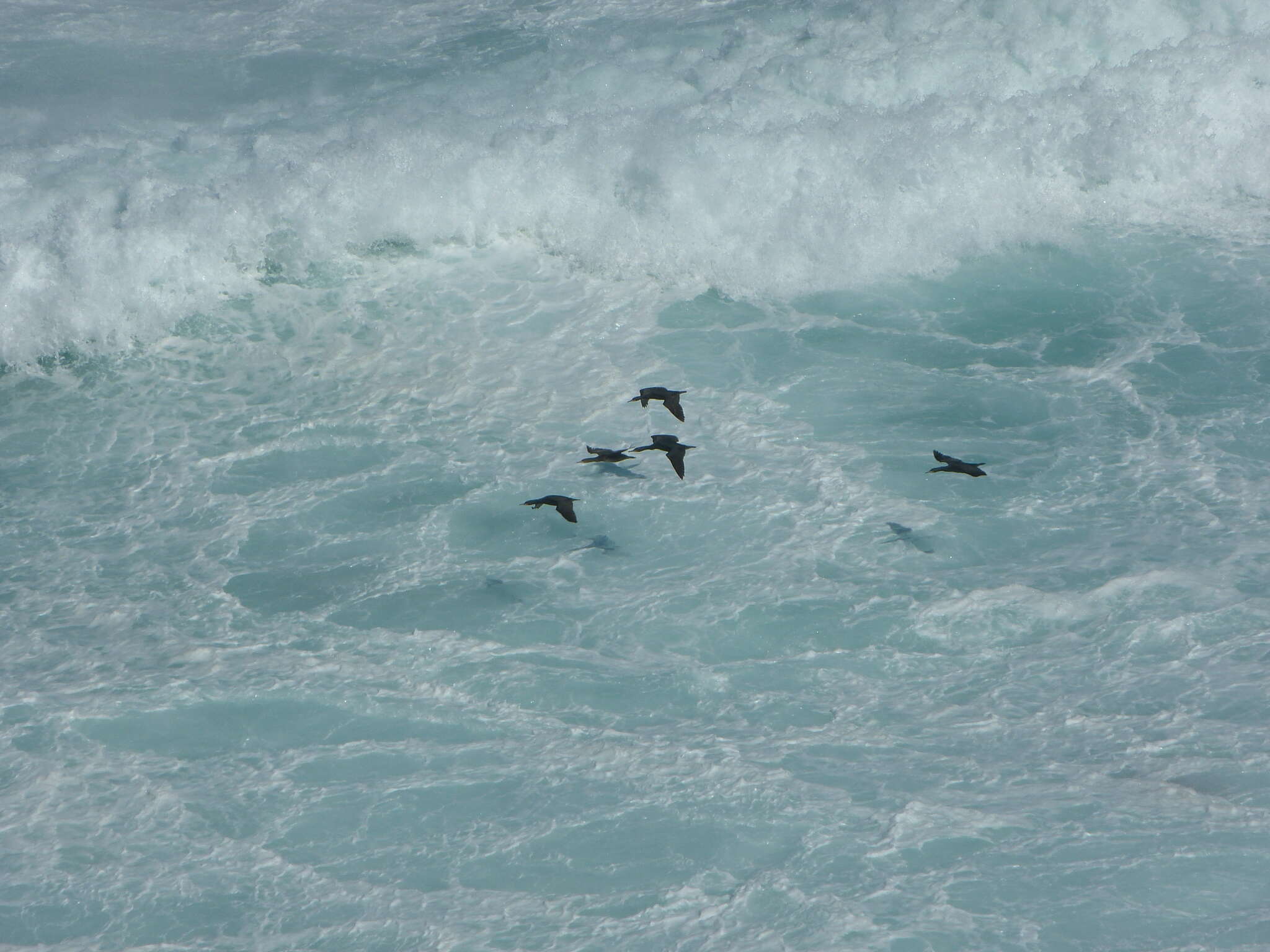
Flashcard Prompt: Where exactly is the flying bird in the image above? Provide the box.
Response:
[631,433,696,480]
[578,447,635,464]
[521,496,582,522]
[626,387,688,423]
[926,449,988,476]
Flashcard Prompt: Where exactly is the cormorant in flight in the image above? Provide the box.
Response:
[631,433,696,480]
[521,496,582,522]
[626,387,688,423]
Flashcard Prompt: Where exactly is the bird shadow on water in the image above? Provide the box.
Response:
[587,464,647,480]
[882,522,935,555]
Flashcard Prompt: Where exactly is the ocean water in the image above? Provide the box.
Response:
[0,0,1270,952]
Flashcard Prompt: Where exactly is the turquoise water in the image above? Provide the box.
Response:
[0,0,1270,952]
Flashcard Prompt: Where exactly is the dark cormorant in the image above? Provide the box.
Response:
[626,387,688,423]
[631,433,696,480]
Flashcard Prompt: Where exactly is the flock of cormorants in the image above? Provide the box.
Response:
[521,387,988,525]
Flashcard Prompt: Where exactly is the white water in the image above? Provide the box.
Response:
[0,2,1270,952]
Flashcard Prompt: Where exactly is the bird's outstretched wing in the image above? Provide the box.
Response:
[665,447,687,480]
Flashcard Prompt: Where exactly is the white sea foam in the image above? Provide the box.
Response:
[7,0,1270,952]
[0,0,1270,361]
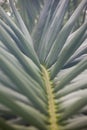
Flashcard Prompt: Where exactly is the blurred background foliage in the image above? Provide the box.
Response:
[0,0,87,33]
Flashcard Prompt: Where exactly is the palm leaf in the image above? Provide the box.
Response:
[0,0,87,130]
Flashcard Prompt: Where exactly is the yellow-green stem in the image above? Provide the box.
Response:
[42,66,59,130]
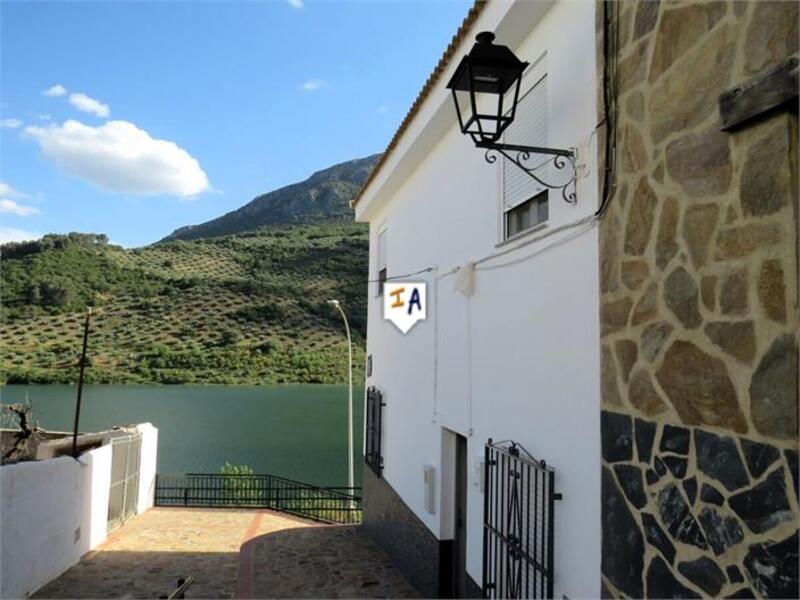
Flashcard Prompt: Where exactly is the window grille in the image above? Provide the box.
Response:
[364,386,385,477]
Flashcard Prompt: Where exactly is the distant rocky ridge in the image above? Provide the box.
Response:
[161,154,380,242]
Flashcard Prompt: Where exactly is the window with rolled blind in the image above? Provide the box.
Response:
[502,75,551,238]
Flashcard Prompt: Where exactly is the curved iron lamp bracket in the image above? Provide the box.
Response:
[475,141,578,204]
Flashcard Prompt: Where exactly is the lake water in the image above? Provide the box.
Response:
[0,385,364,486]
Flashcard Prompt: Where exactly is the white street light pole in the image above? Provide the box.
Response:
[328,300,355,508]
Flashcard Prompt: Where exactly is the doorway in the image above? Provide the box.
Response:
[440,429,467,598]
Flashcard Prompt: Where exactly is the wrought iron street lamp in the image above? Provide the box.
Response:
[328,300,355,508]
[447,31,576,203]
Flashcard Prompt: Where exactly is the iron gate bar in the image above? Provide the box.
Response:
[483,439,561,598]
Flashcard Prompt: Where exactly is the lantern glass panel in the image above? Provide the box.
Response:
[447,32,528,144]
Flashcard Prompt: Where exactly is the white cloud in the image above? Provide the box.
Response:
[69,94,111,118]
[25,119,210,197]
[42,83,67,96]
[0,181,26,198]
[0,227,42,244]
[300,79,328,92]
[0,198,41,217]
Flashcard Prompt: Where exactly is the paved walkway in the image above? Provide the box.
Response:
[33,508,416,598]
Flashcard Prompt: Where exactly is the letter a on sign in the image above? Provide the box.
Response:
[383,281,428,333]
#####
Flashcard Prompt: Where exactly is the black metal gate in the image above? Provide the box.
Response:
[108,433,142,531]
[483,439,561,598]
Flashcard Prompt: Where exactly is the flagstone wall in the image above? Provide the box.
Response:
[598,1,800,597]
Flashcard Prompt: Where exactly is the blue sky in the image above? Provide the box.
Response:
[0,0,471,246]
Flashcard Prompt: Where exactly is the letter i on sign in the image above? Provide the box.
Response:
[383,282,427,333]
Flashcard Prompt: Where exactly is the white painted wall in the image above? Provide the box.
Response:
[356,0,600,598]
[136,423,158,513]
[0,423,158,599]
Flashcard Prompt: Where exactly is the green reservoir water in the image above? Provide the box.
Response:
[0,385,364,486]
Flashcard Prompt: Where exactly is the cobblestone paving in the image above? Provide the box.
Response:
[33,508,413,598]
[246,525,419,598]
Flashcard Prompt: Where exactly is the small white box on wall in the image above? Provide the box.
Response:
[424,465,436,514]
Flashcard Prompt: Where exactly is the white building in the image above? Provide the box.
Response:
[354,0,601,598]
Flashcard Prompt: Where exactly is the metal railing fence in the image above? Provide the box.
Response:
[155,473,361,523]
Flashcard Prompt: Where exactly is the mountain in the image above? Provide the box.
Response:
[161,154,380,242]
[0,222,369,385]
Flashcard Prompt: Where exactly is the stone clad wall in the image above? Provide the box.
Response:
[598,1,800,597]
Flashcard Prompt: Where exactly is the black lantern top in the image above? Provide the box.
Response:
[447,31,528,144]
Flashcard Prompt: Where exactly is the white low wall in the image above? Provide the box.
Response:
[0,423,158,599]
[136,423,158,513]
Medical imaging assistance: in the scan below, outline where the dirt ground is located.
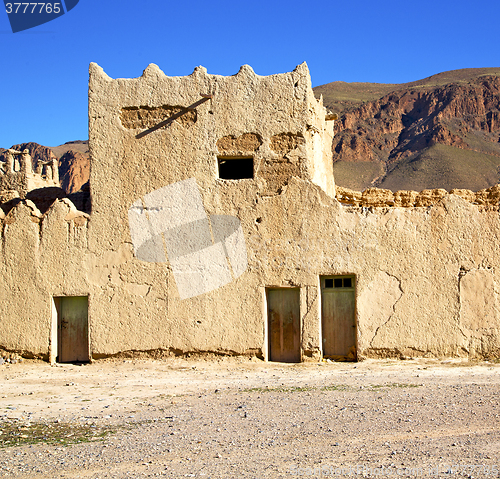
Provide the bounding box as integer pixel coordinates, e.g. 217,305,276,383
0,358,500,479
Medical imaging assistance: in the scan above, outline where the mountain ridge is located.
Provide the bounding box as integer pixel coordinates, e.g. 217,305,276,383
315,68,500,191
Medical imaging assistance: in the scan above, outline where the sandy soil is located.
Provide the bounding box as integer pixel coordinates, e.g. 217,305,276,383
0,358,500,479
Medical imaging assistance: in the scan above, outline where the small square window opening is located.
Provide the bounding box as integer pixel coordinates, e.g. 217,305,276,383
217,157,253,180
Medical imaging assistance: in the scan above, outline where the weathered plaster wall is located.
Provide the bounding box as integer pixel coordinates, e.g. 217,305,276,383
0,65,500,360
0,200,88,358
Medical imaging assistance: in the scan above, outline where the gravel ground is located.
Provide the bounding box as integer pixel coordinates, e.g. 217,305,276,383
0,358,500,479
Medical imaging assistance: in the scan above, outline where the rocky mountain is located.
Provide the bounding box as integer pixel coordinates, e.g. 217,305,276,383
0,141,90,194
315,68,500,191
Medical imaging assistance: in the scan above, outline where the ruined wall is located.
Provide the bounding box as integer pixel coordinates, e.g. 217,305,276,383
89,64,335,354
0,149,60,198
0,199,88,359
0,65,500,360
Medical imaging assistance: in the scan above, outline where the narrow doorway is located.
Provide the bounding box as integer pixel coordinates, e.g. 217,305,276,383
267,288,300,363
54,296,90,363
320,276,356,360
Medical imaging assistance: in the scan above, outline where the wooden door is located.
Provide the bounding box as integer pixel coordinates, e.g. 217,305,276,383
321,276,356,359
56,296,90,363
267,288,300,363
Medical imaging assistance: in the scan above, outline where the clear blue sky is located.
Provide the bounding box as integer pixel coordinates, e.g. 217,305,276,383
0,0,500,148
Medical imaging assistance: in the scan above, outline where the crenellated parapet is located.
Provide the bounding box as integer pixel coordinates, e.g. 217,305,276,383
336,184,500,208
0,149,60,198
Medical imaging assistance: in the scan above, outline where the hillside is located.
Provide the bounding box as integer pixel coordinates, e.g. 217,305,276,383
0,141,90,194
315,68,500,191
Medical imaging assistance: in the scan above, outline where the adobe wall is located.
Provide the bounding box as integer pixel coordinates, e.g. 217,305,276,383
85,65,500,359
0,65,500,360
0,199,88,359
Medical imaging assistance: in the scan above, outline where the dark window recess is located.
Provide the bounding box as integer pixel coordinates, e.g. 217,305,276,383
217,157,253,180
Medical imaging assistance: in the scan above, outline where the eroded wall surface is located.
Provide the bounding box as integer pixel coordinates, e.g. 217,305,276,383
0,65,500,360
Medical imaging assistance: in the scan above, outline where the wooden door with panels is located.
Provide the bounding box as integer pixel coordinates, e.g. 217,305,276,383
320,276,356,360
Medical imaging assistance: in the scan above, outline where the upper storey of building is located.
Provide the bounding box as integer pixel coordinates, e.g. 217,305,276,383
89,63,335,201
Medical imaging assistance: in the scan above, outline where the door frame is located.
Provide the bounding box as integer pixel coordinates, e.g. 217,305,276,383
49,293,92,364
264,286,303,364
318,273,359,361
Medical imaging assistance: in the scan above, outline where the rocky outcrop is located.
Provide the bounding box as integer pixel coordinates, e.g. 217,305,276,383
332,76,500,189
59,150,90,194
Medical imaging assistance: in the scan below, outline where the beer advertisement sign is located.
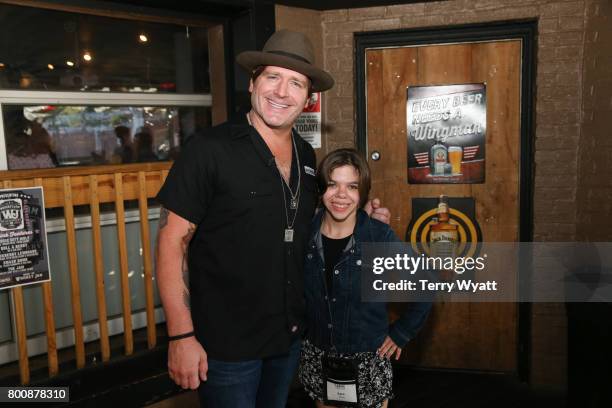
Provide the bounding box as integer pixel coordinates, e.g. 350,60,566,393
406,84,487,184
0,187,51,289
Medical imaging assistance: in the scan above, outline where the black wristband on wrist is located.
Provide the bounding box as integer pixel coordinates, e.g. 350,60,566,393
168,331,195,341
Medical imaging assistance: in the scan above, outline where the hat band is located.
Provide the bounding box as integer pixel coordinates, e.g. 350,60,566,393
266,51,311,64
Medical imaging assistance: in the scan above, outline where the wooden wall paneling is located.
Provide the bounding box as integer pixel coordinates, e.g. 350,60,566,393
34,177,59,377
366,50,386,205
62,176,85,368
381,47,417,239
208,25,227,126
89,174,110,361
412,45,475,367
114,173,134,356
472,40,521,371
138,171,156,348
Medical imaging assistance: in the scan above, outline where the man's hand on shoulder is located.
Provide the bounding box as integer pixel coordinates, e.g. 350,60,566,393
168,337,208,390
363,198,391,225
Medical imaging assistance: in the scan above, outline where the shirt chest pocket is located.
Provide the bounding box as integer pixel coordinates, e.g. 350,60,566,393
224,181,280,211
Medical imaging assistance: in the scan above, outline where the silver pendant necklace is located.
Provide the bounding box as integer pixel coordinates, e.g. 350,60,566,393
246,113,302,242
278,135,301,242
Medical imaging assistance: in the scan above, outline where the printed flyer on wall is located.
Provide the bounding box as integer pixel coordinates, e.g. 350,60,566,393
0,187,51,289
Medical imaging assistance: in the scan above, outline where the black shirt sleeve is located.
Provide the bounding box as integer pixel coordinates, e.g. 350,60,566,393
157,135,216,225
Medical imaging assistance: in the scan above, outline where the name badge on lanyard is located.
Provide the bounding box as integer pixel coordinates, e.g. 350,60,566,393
#####
Exercise details – Turn the lines of the listing starting at the one containing "Flashcard Prompt: Where exactly is the paved" and ending at the one containing "[383,281,428,333]" into a numbered list, skipping any blank lines.

Response below –
1. Flashcard Prompt: Where exactly is the paved walkway in the image above? Provide the box.
2. Response:
3. [33,508,416,598]
4. Flashcard Prompt: Where exactly is the letter a on sign in the image above? Provide the box.
5. Response:
6. [383,281,428,333]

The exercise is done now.